Seine brillanten Gesellschaftsanalysen wie "Der Verfall des öffentlichen Lebens", "Der flexible Mensch" oder "Die Kultur des Neuen Kapitalismus" sind nicht zuletzt dank ihres eingängigen Stils zu Bestsellern geworden. Längst gilt der 64-Jährige, der sich selbst als Vertreter der Neuen Linken versteht, als einer der wichtigsten Gesellschaftswissenschafter der Gegenwart.
Unterrichtet in London und New York
Der am Neujahrstag 1943 in Chicago als Sohn russischer Einwanderer geborene Amerikaner schlägt auch in seinem eigenen Leben eine Brücke zwischen alter und neuer Welt. Er wohnt inzwischen mit seiner Familie die meiste Zeit in London, wo er an der School of Economics einen Lehrstuhl hat.

Daneben unterrichtet er als Soziologieprofessor an der New York University. "Ich habe meine Arbeit immer so verstanden, dass ich den Leser zum Nachdenken und zum Argumentieren anregen will. Ich wollte nie so ein Intellektueller sein, der einfach die fertige Geschichte präsentiert."

_Einträge zur Bearbeitung:_

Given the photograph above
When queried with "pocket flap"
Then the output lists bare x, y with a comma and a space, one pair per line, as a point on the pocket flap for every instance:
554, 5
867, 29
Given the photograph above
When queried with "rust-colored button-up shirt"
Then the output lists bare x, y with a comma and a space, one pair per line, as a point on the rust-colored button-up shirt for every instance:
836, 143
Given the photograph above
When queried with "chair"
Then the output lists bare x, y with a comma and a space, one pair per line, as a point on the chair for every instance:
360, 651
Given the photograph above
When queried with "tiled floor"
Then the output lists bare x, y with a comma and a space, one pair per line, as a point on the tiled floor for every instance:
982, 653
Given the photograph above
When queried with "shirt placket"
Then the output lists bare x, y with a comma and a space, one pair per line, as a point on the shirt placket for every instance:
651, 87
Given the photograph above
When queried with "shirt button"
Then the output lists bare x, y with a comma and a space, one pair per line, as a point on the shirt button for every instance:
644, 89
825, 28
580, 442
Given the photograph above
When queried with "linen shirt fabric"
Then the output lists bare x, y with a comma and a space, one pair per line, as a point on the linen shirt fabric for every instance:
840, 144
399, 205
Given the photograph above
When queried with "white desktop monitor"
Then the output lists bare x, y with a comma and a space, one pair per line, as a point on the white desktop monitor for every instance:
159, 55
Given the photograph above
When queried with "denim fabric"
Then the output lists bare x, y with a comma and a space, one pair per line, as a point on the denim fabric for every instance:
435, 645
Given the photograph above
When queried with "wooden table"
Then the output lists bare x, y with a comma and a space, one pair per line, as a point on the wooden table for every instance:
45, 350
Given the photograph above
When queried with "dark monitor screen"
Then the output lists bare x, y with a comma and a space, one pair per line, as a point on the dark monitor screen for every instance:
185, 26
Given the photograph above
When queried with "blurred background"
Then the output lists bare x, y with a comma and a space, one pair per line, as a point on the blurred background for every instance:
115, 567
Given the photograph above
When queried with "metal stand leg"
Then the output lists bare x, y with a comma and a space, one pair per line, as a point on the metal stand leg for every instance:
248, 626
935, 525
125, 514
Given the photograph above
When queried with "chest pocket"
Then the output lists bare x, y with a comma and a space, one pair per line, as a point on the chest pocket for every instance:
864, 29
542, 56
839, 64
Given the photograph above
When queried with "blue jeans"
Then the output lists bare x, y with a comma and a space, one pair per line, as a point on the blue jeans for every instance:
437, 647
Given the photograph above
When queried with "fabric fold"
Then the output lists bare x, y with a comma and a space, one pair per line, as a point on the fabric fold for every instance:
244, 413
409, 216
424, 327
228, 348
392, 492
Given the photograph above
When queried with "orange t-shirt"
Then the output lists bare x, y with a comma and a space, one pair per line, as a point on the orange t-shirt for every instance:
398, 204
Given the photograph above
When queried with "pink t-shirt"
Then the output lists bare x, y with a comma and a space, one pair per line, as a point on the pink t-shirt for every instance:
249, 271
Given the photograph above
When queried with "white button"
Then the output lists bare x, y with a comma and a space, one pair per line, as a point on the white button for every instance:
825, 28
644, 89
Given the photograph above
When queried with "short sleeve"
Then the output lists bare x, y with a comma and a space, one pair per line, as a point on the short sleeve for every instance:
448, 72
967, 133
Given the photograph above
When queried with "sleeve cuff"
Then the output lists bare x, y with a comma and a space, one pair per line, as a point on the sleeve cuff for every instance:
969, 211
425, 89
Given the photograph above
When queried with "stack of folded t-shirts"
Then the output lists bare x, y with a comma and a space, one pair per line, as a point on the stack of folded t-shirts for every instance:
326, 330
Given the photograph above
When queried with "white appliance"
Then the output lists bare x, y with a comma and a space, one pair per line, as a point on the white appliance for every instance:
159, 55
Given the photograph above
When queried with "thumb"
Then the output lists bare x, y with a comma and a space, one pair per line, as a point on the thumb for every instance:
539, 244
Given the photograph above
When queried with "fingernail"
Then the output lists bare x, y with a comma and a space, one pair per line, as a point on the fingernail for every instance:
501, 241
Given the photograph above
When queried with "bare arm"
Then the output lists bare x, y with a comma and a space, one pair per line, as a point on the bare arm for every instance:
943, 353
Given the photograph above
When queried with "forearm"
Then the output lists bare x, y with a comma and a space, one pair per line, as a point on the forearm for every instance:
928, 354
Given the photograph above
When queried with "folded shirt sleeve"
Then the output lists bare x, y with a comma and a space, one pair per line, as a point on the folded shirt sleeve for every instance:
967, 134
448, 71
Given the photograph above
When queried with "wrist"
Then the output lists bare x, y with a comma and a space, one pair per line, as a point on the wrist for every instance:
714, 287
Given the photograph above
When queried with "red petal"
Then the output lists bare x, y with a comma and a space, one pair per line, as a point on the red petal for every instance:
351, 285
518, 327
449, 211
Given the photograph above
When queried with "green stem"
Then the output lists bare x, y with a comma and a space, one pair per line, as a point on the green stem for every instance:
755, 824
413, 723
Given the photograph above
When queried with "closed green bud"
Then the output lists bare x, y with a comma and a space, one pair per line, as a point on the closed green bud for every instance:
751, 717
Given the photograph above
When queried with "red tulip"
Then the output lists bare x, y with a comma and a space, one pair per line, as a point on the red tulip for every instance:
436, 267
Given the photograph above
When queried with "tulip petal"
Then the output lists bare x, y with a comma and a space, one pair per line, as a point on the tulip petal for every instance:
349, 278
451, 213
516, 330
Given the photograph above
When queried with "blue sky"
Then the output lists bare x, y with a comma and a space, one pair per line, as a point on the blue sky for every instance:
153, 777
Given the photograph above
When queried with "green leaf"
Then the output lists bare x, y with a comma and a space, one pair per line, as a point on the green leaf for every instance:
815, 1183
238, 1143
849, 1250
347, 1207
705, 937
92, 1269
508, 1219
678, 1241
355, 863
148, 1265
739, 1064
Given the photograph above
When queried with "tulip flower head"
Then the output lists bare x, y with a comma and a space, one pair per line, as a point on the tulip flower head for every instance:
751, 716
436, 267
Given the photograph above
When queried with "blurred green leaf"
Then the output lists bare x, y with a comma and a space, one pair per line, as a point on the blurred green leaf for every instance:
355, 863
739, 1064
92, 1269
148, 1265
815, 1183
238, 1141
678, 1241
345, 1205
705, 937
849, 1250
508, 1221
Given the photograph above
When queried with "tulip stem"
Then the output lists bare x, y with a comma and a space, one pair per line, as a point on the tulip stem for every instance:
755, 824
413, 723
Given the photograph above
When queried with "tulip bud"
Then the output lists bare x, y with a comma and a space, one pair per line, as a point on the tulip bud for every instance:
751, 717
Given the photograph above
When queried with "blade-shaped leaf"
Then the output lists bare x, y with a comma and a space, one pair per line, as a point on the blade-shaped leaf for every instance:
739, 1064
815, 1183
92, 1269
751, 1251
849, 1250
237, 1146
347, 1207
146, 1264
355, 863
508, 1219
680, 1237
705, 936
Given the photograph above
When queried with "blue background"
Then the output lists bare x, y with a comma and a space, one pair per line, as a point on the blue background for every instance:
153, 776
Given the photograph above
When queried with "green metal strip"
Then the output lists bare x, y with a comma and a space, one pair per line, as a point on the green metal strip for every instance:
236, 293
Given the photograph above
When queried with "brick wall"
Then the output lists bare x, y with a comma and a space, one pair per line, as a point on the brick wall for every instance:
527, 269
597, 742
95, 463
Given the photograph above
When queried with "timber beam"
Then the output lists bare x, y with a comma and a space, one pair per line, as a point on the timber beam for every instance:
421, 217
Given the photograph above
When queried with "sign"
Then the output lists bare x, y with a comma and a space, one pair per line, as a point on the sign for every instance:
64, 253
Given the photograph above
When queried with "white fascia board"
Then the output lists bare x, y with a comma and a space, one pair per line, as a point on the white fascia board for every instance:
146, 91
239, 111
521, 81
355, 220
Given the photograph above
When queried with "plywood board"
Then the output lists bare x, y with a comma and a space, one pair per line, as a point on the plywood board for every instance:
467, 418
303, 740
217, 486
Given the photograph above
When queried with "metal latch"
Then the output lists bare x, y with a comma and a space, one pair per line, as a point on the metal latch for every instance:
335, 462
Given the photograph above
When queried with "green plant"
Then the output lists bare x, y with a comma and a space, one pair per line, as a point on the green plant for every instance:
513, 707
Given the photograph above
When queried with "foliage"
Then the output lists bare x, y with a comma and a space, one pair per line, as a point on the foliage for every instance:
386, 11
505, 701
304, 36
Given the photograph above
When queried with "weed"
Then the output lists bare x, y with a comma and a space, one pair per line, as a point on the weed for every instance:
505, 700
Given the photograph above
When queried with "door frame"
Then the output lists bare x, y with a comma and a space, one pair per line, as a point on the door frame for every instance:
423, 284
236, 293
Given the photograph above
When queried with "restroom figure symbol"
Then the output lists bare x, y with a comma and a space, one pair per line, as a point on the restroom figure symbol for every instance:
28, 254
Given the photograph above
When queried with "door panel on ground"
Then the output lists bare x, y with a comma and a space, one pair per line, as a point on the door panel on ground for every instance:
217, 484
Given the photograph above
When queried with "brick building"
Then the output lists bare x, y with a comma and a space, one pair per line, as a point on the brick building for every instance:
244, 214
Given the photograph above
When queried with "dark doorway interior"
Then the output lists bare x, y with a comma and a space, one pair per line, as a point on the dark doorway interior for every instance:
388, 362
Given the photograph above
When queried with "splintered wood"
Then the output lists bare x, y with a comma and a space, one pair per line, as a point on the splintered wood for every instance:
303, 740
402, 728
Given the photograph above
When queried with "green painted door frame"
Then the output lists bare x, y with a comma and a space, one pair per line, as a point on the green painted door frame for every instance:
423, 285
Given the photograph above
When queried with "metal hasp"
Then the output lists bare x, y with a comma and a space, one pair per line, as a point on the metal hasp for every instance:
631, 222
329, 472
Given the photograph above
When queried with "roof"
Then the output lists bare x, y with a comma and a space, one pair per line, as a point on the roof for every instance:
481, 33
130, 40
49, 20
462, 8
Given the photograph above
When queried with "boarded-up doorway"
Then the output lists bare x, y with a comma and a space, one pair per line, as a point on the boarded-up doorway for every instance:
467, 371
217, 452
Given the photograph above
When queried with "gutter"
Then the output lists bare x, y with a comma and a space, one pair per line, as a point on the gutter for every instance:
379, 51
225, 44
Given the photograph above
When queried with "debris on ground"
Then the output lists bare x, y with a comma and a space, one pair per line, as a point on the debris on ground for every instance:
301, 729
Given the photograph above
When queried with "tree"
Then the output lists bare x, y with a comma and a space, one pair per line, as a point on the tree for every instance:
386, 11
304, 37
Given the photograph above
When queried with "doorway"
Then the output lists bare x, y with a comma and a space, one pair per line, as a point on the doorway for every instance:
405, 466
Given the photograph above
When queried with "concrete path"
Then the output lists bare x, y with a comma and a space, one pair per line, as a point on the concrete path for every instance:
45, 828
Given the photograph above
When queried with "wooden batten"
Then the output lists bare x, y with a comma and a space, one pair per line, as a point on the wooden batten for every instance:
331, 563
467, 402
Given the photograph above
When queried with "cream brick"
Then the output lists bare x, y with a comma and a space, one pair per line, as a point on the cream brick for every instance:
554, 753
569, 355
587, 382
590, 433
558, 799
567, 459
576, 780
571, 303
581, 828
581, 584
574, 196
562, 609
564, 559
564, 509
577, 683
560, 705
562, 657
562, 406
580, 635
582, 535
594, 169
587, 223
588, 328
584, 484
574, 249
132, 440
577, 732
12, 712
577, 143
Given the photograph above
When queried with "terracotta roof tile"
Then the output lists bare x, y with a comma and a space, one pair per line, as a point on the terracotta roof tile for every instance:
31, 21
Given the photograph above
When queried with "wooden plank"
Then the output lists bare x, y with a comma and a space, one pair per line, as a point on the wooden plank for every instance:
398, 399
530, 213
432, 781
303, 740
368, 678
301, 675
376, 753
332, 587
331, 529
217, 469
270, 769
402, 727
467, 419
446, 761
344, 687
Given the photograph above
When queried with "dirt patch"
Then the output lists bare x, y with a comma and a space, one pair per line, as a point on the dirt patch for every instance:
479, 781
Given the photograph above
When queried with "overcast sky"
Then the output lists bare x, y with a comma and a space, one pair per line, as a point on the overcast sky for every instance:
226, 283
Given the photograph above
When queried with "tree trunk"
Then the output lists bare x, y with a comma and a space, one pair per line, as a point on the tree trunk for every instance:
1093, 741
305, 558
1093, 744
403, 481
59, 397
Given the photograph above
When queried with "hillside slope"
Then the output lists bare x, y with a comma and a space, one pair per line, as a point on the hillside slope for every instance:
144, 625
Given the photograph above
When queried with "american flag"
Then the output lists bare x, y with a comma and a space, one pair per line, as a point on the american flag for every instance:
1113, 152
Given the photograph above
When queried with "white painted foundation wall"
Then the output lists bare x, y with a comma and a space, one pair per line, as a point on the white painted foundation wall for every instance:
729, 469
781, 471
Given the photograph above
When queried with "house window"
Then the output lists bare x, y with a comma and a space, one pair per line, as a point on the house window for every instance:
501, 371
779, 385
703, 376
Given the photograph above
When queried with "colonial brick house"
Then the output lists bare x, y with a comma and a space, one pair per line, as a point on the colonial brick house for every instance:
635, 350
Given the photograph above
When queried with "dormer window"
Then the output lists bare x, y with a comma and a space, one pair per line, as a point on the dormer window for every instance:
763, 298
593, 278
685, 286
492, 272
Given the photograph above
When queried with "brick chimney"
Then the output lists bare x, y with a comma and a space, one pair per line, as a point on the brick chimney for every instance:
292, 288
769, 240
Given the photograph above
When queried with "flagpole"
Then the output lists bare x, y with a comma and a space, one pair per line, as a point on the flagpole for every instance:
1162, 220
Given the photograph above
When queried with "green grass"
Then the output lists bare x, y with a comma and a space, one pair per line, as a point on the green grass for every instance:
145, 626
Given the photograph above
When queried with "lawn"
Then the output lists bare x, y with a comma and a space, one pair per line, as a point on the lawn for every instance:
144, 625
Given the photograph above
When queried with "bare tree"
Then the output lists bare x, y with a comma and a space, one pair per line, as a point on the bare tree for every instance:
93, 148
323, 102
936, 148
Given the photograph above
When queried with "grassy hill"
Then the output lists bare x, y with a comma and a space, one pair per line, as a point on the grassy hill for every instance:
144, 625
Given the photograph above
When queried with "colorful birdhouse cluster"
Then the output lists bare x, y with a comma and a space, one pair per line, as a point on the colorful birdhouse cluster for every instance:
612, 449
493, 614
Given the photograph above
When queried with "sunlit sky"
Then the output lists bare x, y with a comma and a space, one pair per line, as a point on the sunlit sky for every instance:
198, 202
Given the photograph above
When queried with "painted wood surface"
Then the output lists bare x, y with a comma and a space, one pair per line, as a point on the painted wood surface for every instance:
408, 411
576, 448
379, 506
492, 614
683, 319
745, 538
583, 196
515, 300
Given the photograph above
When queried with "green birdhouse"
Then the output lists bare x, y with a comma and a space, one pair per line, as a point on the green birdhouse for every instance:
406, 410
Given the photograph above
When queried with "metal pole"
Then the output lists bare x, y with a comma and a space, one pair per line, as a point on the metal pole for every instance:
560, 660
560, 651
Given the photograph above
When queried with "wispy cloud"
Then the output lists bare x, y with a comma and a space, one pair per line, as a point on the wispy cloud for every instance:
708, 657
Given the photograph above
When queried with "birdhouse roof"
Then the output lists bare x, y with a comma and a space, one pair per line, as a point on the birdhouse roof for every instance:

_Die Aufgaben:_
1. In welcher Stadt wurde der im Text vorgestellte Amerikaner geboren?
2. Suchen Sie aus den Einträgen jede Zeile heraus, die die Zeichenfolge "wooden" enthält, und geben Sie diese Zeilen wieder. Achten Sie dabei auf Groß- und Kleinschreibung.
Die Einträge stehen in keinem Zusammenhang mit dem Text.

_Lösungen zur Übung:_
1. In Chicago.

2.
When queried with "wooden table"
Then the output lists bare x, y with a comma and a space, one pair per line, as a point on the wooden table for every instance:
When queried with "wooden batten"
Then the output lists bare x, y with a comma and a space, one pair per line, as a point on the wooden batten for every instance:
When queried with "wooden plank"
Then the output lists bare x, y with a comma and a space, one pair per line, as a point on the wooden plank for every instance:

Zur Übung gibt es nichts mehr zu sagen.